** DATA SHOWN follows **

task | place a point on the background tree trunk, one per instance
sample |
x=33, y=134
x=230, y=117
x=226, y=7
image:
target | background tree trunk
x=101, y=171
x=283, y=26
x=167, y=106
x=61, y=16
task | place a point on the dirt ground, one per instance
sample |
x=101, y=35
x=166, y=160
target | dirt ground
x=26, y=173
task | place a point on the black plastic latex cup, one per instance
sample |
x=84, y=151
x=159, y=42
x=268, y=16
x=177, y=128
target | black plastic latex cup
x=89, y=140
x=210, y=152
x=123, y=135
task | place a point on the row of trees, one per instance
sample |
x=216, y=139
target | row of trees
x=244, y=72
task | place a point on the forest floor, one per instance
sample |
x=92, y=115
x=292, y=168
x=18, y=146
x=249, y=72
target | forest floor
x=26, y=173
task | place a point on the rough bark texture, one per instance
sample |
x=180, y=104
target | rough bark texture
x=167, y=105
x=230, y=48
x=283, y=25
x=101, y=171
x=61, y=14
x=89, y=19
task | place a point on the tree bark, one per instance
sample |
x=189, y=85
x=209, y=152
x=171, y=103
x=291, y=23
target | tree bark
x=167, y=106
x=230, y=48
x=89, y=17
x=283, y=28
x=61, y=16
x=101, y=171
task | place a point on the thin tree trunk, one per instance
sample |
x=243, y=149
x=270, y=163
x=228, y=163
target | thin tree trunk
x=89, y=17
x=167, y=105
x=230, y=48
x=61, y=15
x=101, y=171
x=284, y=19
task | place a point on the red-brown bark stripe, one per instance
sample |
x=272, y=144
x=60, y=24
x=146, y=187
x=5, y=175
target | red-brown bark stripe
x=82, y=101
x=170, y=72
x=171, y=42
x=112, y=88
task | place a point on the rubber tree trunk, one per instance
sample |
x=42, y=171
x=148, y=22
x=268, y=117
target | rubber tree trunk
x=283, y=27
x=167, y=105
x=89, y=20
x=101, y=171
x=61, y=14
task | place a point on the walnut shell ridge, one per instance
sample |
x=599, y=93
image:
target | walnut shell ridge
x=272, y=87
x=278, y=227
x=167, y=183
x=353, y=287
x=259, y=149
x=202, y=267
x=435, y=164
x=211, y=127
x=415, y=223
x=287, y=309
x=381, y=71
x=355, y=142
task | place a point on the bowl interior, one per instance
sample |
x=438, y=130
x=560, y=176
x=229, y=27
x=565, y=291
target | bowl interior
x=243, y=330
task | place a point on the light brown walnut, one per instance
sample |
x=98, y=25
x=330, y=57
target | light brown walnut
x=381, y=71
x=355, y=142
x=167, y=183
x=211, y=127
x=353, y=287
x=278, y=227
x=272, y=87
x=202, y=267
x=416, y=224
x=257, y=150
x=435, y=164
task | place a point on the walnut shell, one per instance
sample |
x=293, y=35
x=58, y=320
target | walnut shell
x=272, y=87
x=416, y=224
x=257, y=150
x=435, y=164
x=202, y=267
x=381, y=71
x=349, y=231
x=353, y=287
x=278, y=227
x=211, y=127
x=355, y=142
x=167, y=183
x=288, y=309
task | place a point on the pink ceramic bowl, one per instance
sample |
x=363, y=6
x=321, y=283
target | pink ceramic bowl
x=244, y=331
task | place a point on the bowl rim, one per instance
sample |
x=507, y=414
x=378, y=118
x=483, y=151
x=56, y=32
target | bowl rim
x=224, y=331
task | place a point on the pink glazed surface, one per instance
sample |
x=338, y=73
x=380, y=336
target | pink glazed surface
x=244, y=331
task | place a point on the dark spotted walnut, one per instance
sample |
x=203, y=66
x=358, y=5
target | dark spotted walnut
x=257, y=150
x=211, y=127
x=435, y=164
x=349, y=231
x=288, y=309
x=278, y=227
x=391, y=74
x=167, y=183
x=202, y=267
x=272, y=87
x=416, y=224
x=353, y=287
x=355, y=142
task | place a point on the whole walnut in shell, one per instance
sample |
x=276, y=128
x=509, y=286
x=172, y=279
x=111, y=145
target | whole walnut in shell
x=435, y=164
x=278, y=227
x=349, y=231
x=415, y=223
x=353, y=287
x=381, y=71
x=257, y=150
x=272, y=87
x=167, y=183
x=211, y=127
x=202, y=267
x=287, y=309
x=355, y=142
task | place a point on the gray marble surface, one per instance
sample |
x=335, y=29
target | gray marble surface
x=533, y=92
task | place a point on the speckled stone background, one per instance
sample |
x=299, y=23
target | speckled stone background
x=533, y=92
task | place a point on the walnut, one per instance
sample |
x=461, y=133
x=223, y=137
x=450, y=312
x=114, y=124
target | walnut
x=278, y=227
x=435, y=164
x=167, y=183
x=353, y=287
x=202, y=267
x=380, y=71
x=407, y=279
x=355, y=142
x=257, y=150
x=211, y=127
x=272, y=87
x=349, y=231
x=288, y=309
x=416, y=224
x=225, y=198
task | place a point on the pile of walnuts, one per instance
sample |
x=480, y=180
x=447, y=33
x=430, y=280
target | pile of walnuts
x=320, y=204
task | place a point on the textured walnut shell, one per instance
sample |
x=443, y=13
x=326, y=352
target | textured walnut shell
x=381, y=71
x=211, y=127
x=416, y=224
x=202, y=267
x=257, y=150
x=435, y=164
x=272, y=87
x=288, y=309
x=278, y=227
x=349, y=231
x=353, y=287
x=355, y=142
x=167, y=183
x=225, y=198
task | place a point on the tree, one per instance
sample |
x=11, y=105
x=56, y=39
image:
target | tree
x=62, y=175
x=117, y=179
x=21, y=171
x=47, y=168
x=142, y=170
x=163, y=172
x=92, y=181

** End of DATA SHOWN **

Every entry must appear in the answer, reproduced exactly.

task | place a point on the background tree trunk, one per instance
sample |
x=33, y=134
x=230, y=117
x=226, y=7
image:
target | background tree trunk
x=101, y=171
x=283, y=26
x=167, y=106
x=61, y=16
task | place a point on the dirt ground, one per instance
sample |
x=101, y=35
x=166, y=160
target | dirt ground
x=26, y=173
task | place a point on the black plastic latex cup, one per instance
sample |
x=84, y=151
x=159, y=42
x=268, y=16
x=177, y=128
target | black plastic latex cup
x=89, y=140
x=210, y=152
x=123, y=135
task | place a point on the row of trees, one per instance
sample |
x=216, y=139
target | row of trees
x=244, y=72
task | place a point on the forest floor, one per instance
sample |
x=92, y=115
x=292, y=168
x=18, y=146
x=249, y=72
target | forest floor
x=26, y=173
task | place a point on the rough bark texture, one per instance
sample |
x=180, y=104
target | rough bark texture
x=167, y=105
x=230, y=48
x=283, y=25
x=101, y=171
x=61, y=14
x=89, y=19
task | place a point on the tree bark, one per instance
sample |
x=189, y=85
x=209, y=152
x=171, y=103
x=291, y=23
target | tree bark
x=167, y=106
x=230, y=48
x=89, y=17
x=283, y=28
x=61, y=16
x=101, y=171
task | place a point on the thin tree trunk, one per instance
sample |
x=243, y=149
x=270, y=163
x=228, y=163
target | thin tree trunk
x=89, y=17
x=167, y=105
x=230, y=48
x=61, y=15
x=101, y=171
x=284, y=19
task | place a point on the red-brown bark stripe, one per instance
sample |
x=272, y=144
x=60, y=24
x=146, y=187
x=5, y=175
target | red-brown bark stripe
x=82, y=101
x=170, y=72
x=171, y=42
x=112, y=88
task | place a point on the rubber tree trunk, one per instance
sample |
x=42, y=171
x=148, y=22
x=268, y=117
target | rubber tree trunk
x=283, y=27
x=167, y=105
x=89, y=20
x=101, y=171
x=61, y=14
task | place a point on the walnut shell ridge, one per instance
sample |
x=599, y=93
image:
target | walnut shell ridge
x=272, y=87
x=278, y=227
x=167, y=183
x=353, y=287
x=259, y=149
x=202, y=267
x=435, y=164
x=211, y=127
x=415, y=223
x=287, y=309
x=381, y=71
x=355, y=142
task | place a point on the bowl interior, one per instance
sample |
x=438, y=130
x=560, y=176
x=229, y=27
x=565, y=291
target | bowl interior
x=243, y=330
task | place a point on the light brown walnut, one per instance
sample |
x=98, y=25
x=330, y=57
target | light brown walnut
x=381, y=71
x=355, y=142
x=167, y=183
x=211, y=127
x=353, y=287
x=278, y=227
x=272, y=87
x=202, y=267
x=416, y=224
x=257, y=150
x=435, y=164
task | place a point on the walnut shell, one per instance
sample |
x=293, y=35
x=58, y=320
target | walnut shell
x=272, y=87
x=416, y=224
x=257, y=150
x=435, y=164
x=202, y=267
x=381, y=71
x=349, y=231
x=353, y=287
x=278, y=227
x=211, y=127
x=355, y=142
x=167, y=183
x=288, y=309
task | place a point on the pink ceramic bowl, one per instance
sample |
x=363, y=6
x=321, y=283
target | pink ceramic bowl
x=244, y=331
task | place a point on the bowl rim, one per instance
sample |
x=507, y=414
x=378, y=118
x=483, y=151
x=56, y=32
target | bowl rim
x=224, y=331
task | place a point on the pink glazed surface, one per instance
sample |
x=338, y=73
x=380, y=336
target | pink glazed surface
x=244, y=331
task | place a point on the dark spotted walnut, one per instance
sample |
x=203, y=66
x=358, y=5
target | dark spotted walnut
x=257, y=150
x=211, y=127
x=435, y=164
x=349, y=231
x=288, y=309
x=278, y=227
x=391, y=74
x=167, y=183
x=202, y=267
x=272, y=87
x=416, y=224
x=353, y=287
x=355, y=142
task | place a point on the whole walnut in shell, one per instance
sample |
x=276, y=128
x=509, y=286
x=172, y=279
x=111, y=145
target | whole walnut in shell
x=435, y=164
x=278, y=227
x=349, y=231
x=415, y=223
x=353, y=287
x=381, y=71
x=257, y=150
x=272, y=87
x=167, y=183
x=211, y=127
x=202, y=267
x=287, y=309
x=355, y=142
task | place a point on the gray marble surface, one per instance
sample |
x=335, y=29
target | gray marble surface
x=533, y=92
task | place a point on the speckled stone background, one per instance
sample |
x=299, y=23
target | speckled stone background
x=533, y=92
task | place a point on the walnut, one per instance
sample |
x=461, y=133
x=223, y=137
x=450, y=312
x=114, y=124
target | walnut
x=278, y=227
x=435, y=164
x=167, y=183
x=353, y=287
x=202, y=267
x=380, y=71
x=407, y=279
x=355, y=142
x=257, y=150
x=211, y=127
x=272, y=87
x=349, y=231
x=288, y=309
x=416, y=224
x=225, y=198
task | place a point on the pile of walnuts, one per instance
sample |
x=480, y=180
x=447, y=33
x=430, y=280
target | pile of walnuts
x=320, y=204
task | place a point on the textured walnut shell, one per instance
sample |
x=443, y=13
x=326, y=352
target | textured walnut shell
x=381, y=71
x=211, y=127
x=416, y=224
x=202, y=267
x=257, y=150
x=435, y=164
x=272, y=87
x=288, y=309
x=278, y=227
x=349, y=231
x=353, y=287
x=355, y=142
x=167, y=183
x=225, y=198
task | place a point on the tree, one per instance
sample |
x=11, y=105
x=56, y=39
image:
target | tree
x=62, y=175
x=117, y=179
x=21, y=171
x=47, y=168
x=142, y=170
x=163, y=172
x=92, y=181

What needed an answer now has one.